▸ **WRITTEN REQUEST**:
Nothing in the data should change when you return it, but leave the pictures out.

▸ **EXCERPTED RECORDS**:
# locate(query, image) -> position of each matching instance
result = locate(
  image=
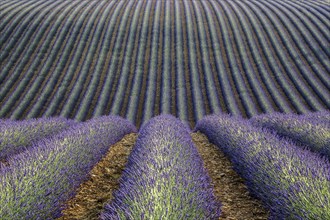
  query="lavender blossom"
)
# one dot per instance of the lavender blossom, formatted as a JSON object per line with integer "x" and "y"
{"x": 310, "y": 131}
{"x": 292, "y": 182}
{"x": 38, "y": 181}
{"x": 164, "y": 177}
{"x": 15, "y": 136}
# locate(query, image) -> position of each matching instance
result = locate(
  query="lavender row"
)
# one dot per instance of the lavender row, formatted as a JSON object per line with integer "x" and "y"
{"x": 293, "y": 183}
{"x": 305, "y": 130}
{"x": 15, "y": 136}
{"x": 37, "y": 182}
{"x": 164, "y": 177}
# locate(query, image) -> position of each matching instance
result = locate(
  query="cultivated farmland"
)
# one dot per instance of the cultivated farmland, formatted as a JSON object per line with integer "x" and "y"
{"x": 138, "y": 59}
{"x": 98, "y": 99}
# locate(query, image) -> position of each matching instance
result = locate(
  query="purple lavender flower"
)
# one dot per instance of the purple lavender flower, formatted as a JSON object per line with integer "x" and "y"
{"x": 39, "y": 180}
{"x": 15, "y": 136}
{"x": 309, "y": 131}
{"x": 292, "y": 182}
{"x": 164, "y": 177}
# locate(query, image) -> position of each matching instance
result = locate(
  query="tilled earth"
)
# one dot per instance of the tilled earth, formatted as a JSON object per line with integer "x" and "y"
{"x": 228, "y": 186}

▸ **ANSWER**:
# locate(query, image) -> position of each matching instance
result = locate(
  image=
  query="lavender blossom"
)
# one dot per instance of the lavender blossom, formatted as a JSON object per line with integer "x" and "y"
{"x": 310, "y": 131}
{"x": 292, "y": 182}
{"x": 38, "y": 181}
{"x": 164, "y": 177}
{"x": 15, "y": 136}
# locate(query, image) -> position of each matching instance
result = locate(
  query="lavender row"
)
# one dot per instance of the lavender row, formatted as a JSON object per line with integer "x" and "y"
{"x": 293, "y": 183}
{"x": 305, "y": 130}
{"x": 15, "y": 136}
{"x": 37, "y": 182}
{"x": 164, "y": 177}
# locate(query, image) -> position of each matching instance
result = locate(
  query="cultivated farmland"
)
# one dot per instance of the cultivated farmland, formatted as a JSON object per line with integer "x" and "y"
{"x": 138, "y": 59}
{"x": 98, "y": 99}
# locate(query, image) -> position of each matching instance
result = locate(
  query="purple lavender flower"
)
# one dot per instance of the purple lavender flower, formatted as a JSON object per line with integer "x" and "y"
{"x": 39, "y": 180}
{"x": 15, "y": 136}
{"x": 309, "y": 131}
{"x": 292, "y": 182}
{"x": 164, "y": 177}
# locate(query, image) -> position of each matching instance
result = locate(
  query="tilled earth"
)
# one dot per instance of the tilled earth, formatted as a JSON object per line with integer "x" and "y"
{"x": 228, "y": 186}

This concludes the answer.